## Problem to solve
Rewrite the records below, changing every "Locate" to "Find" and leaving everything else the same. Omit the pictures from your answer.

## Recorded information
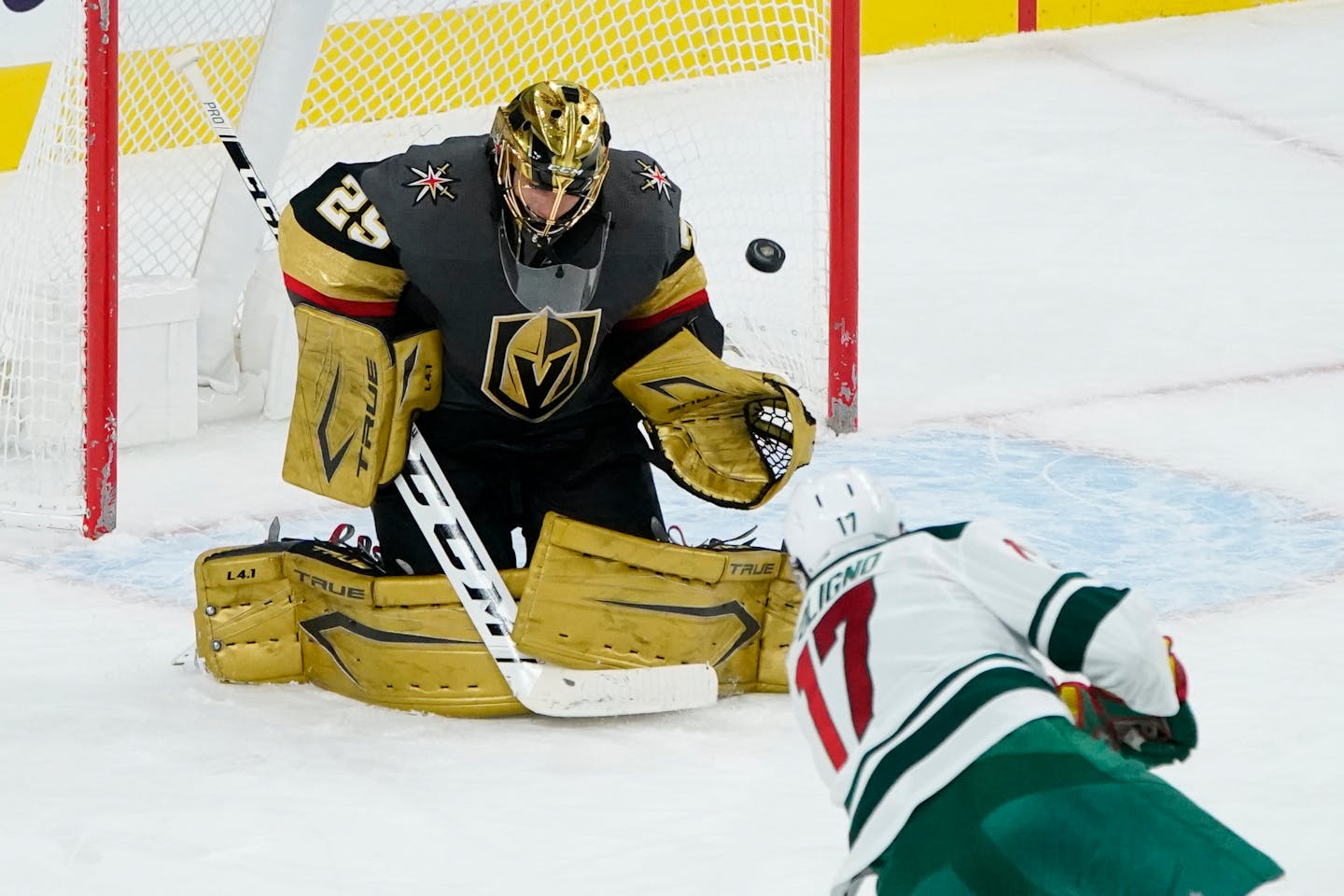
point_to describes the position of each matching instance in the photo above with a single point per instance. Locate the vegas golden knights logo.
(537, 361)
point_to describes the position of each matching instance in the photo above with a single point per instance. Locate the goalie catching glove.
(1154, 740)
(729, 436)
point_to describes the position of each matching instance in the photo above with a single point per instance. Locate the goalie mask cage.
(749, 105)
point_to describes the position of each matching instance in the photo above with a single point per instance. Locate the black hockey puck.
(765, 254)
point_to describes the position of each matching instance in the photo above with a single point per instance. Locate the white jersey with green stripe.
(917, 654)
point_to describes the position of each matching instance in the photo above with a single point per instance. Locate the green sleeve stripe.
(1044, 602)
(941, 725)
(949, 532)
(933, 694)
(1077, 623)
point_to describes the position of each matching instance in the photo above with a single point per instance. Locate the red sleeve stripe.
(693, 300)
(339, 305)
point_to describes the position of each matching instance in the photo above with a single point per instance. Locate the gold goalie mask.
(554, 137)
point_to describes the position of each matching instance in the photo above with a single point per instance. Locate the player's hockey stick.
(544, 690)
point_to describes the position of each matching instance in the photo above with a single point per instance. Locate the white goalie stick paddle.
(543, 688)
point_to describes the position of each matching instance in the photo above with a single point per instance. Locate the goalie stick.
(543, 688)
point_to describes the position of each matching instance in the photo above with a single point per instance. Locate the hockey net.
(733, 98)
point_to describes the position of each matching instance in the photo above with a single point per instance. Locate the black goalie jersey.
(422, 234)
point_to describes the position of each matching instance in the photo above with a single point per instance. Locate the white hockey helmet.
(834, 513)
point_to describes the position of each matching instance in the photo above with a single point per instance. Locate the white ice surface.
(1101, 301)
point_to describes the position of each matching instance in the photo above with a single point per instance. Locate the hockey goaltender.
(510, 309)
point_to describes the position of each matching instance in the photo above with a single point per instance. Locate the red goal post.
(750, 105)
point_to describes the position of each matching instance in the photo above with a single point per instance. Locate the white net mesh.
(730, 97)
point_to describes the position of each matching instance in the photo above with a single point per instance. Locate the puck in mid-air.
(765, 254)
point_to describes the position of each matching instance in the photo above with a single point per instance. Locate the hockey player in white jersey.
(917, 676)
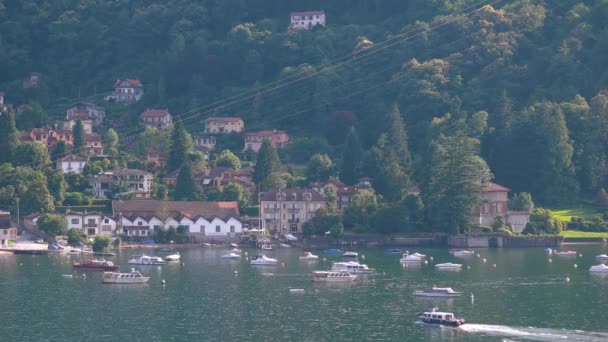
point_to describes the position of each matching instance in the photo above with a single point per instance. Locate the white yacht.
(333, 276)
(601, 268)
(124, 278)
(448, 266)
(261, 259)
(308, 256)
(146, 260)
(438, 292)
(231, 256)
(351, 267)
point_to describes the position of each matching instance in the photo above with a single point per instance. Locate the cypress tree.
(352, 157)
(8, 135)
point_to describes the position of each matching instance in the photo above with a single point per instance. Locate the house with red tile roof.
(253, 140)
(159, 118)
(127, 90)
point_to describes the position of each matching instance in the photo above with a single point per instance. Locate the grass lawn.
(566, 214)
(575, 234)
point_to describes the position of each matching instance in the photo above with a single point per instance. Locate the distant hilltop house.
(203, 221)
(31, 81)
(253, 140)
(86, 111)
(159, 118)
(306, 20)
(128, 90)
(224, 125)
(71, 164)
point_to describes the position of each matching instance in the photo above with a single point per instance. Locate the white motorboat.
(308, 256)
(231, 256)
(410, 258)
(601, 257)
(146, 260)
(352, 267)
(173, 257)
(448, 266)
(263, 260)
(461, 252)
(601, 268)
(333, 276)
(438, 292)
(124, 278)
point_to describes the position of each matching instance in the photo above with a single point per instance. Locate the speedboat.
(410, 258)
(599, 268)
(261, 259)
(438, 292)
(308, 256)
(352, 267)
(173, 257)
(333, 276)
(332, 251)
(95, 265)
(146, 260)
(124, 278)
(440, 318)
(601, 257)
(461, 252)
(448, 266)
(231, 256)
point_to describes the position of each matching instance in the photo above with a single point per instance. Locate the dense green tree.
(8, 135)
(267, 162)
(228, 159)
(320, 168)
(352, 158)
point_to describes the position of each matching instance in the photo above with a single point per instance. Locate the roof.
(308, 13)
(289, 195)
(155, 113)
(493, 187)
(227, 119)
(192, 209)
(72, 157)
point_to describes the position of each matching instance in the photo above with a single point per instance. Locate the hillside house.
(204, 221)
(224, 125)
(286, 211)
(86, 111)
(253, 140)
(125, 91)
(306, 20)
(158, 118)
(71, 164)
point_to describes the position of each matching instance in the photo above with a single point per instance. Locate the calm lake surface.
(523, 298)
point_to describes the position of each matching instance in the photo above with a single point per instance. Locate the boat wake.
(534, 334)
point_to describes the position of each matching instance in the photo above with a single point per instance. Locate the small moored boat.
(448, 266)
(95, 265)
(440, 318)
(263, 260)
(308, 256)
(124, 278)
(438, 292)
(146, 260)
(333, 276)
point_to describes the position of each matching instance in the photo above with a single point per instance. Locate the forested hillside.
(525, 78)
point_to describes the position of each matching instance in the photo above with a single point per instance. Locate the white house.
(71, 164)
(306, 20)
(204, 221)
(91, 223)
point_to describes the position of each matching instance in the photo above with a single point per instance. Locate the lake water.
(523, 298)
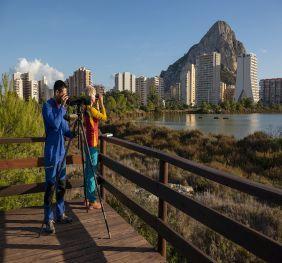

## Result of this exercise
point_to describes the position of each matching instance in the photo above with a single point per instance. Find the vegas golden knights logo.
(537, 361)
point_to describes the position of each matching instance in the photo above with a single point per instance. Find the goalie catching glove.
(1154, 740)
(729, 436)
point_to describes the position of each matching instance in the photo above with a single point per instance. Find the goalie mask cage.
(749, 105)
point_to describes the position of each matching instance in the photo above with a single point per instance. Find the black hockey puck.
(765, 254)
point_to describes the position of each matching instance in the photo above with a single point per instance. Find the white jersey with green stripe.
(917, 654)
point_to describes the position of each matching instance in the photo above with a single point per instance. Find the green sleeve stripe.
(1044, 602)
(941, 725)
(949, 532)
(933, 694)
(1077, 623)
point_to describes the position of each matching instance in the photo above with a single point per instance. Find the red sleeve stripe.
(693, 300)
(339, 305)
point_to describes the position of each matching instance in the photo above with a single point per instance. Find the gold goalie mask.
(554, 137)
point_to describes the position of each matching instance in the photo above with a single point per instance. Find the player's hockey stick.
(544, 690)
point_to describes the position of each matching instance in the photo above with a single point per instance. Find the white goalie stick paddle.
(543, 688)
point_to describes the position of each matching instance in the photo above with a single point per instance. Find the goalie stick.
(543, 688)
point_to describes the position of each matching instance in the photo above with a single point per instance. Find the hockey net.
(733, 98)
point_to describes the position of each matching instance in the photo above with a single point per instance. Find the black goalie jersey.
(422, 234)
point_to describes the position of each matching instance in the photo above with a single point per instance. Find the white hockey helmet.
(834, 513)
point_to describes the position of each matching instance in the photo above with a single point per instance. Find the white ice surface.
(1101, 301)
point_to describes the position of each matching instance in the photo above with a single point per instance. Find the hockey goaltender.
(510, 309)
point_to describes the position of each matching instance in the photo above with a single point per instance. Find the red goal post.
(750, 105)
point_to describes the position of each matching instance in the photo above with a single point per instance. Find the white net mesh.
(730, 97)
point_to describes the position of each matching instance in the photo above with a single point per instance. Find the puck in mid-air.
(765, 254)
point_to describes the position of each matching instance in the photo above with a single point per instance. Find the hockey player in white jersey.
(917, 676)
point_to describes the position of each matching instance in the photo above with a single point per instance. Find the white yacht.
(333, 276)
(601, 268)
(124, 278)
(448, 266)
(261, 259)
(308, 256)
(146, 260)
(438, 292)
(231, 256)
(351, 267)
point_to describes the position of each matching instance in the photo above with a single point per instance. Find the cypress tree.
(352, 157)
(8, 135)
point_to describes the position of each matching instance in the photo above with a single point per instance. Find the house with red tile roof.
(253, 140)
(159, 118)
(127, 90)
point_to describes the position of each matching instance in the photo above with a single point per instance. Find the grass lawn.
(566, 214)
(575, 234)
point_to describes the position of each matching instance in the photo above with a single point per instance. Find the distant hilltop house.
(203, 221)
(31, 81)
(253, 140)
(86, 111)
(159, 118)
(306, 20)
(128, 90)
(224, 125)
(71, 164)
point_to describes the position of each matching instance in the photo above with a single point per instance. Find the white motorboat.
(308, 256)
(231, 256)
(410, 258)
(601, 257)
(146, 260)
(352, 267)
(173, 257)
(448, 266)
(263, 260)
(461, 252)
(601, 268)
(333, 276)
(438, 292)
(124, 278)
point_to describes the position of each matching instance in the photo above with a single point per instance. Find the speedboat.
(410, 258)
(599, 268)
(261, 259)
(438, 292)
(308, 256)
(352, 267)
(173, 257)
(333, 276)
(332, 251)
(95, 265)
(146, 260)
(124, 278)
(440, 318)
(601, 257)
(461, 252)
(448, 266)
(231, 256)
point_to describes the position of each matching instance in the photo above with a single point per instance. Find the dense green tree.
(8, 135)
(267, 162)
(228, 159)
(320, 168)
(352, 158)
point_to describes the position of each matching instance in the photo above with a single point per instance. Find the roof.
(308, 13)
(289, 195)
(155, 113)
(493, 187)
(227, 119)
(192, 209)
(72, 157)
point_to describes the position of each matching instance in the photo above with a single point per instance. Find the hillside house.
(204, 221)
(224, 125)
(286, 211)
(86, 111)
(253, 140)
(125, 91)
(306, 20)
(158, 118)
(71, 164)
point_to describes the position of each matching instance in the photo above with a single point per instance. Find the calm lake surface.
(523, 298)
point_to describes the position of each matching instance in the photo above with a single point per instance. Find the boat wake.
(534, 334)
point_to describes the position of each matching instance in the photo above with a single point per instance. Find the small moored boat.
(448, 266)
(95, 265)
(440, 318)
(263, 260)
(308, 256)
(124, 278)
(438, 292)
(146, 260)
(333, 276)
point_to describes the position of each matching instance in the photo above with a single point per instance. Find the forested hillside.
(525, 78)
point_to describes the position of each matching instance in the photo above with a single point per instance. Find the white house.
(71, 164)
(306, 20)
(204, 221)
(91, 223)
point_to describes the position of each matching instance in the photo above with a single point per instance. Find the lake water.
(523, 298)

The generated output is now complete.